── TEXT PROVIDED ──
Sunday, June 19, 2011

Fathers Day

     Fathers Day, a day to celebrate our fathers. Yes, my children showed their love through gifts to their daddy this morning, and I had a small something for him, but did not see him before he left due to the extreme lack of sleep from working this weekend. I could not of asked for a greater daddy for my children, he might be a little tougher then me sometimes, but I am known to have a soft spot. Even though Shawn may not make every game, practice, dr's appointment, etc., he is still there for the kids. He is a great supporter, his work pays the bills to provide them with all they need. May not be all they want, but they have their needs met and then some. Some days it is hard with him being gone so much, but I know he is doing what it takes to show his love to me by letting me only work part time and focus full time on the never ending needs of the kids.
    Not only do my kids have a great daddy, I lucked out and gained a great father in law. He also worked and still works hard to provide and care for his family. He just loves his grandbabies. Our three are my in laws only three grandkids, and boy are they spoiled by poppop, the kids just love him to pieces and love to help him with all his outside work. I hope my boys learn the value of hard work by watching their daddy and poppop. I also have two grandfathers whom I consider one of them to have been my father in every sense of the word, unfortunately due to family crap, that relationship has become a very sad story and one that hurts me everyday due to selfishness of others.
     As I have read all day of my friends lifting up their fathers and calling them daddy, I am brought to tears sometimes because I do have a living father, just one who never acted like one. Unfortunately, for his sake he has 9 grandchildren he can never see due to his past behavior. All by choice of course. I also have a mother , but because of my father can not have a relationship with her three daughters or any of her grandchildren. Kind of sad if you think about it. My sons therapist tells me all the time, even though I have blocked out all the old junk, my father still plays a part in my life and it shows by how I am raising my kids. I swore I would never let my kids feel the way he made me feel, and the way he still makes me feel somedays. I hear his bad voices in my head a lot especially if I feel fat one day or I screwed up someting. Amazing that I still feel crappy sometimes even though he is no longer in  my life. This all was very hard for Shawn to understand, but he has gotten better as so I. Maybe I have just buried it all so I can just move on, but it does come out sometimes especially on days like this. I am always in the healing process, it does help that I have other men in my life whom have taken over the role, and I thank God for that everyday. All in all, I know I always have a Father(God), whom I can lean on to get my through it all everyday.
    Happy Fathers Day to all the great dads out there, especially my hubby and his dad and my grandfathers. And to my friend in NJ whom even though did not know me till later in life has become a great dad figure to me and a wondreful grandpa to the kids.
───
── SUPPLIED MATERIAL ──
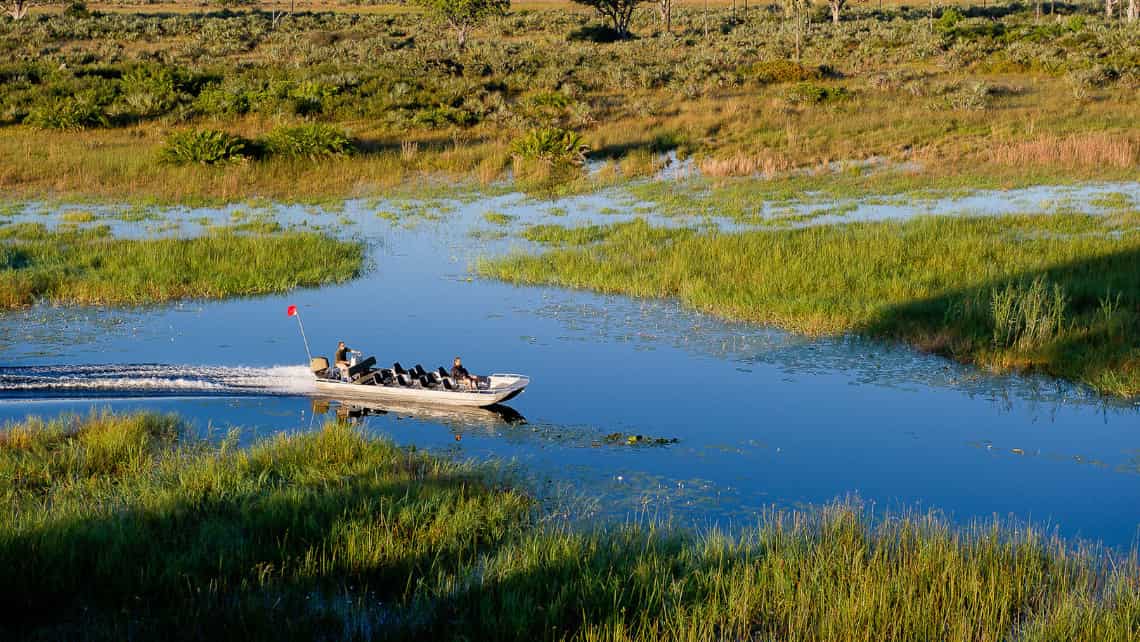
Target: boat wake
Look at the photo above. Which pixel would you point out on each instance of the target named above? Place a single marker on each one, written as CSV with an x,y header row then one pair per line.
───
In the Fathers Day post, how many grandchildren does the writer's father have that he can never see?

Nine.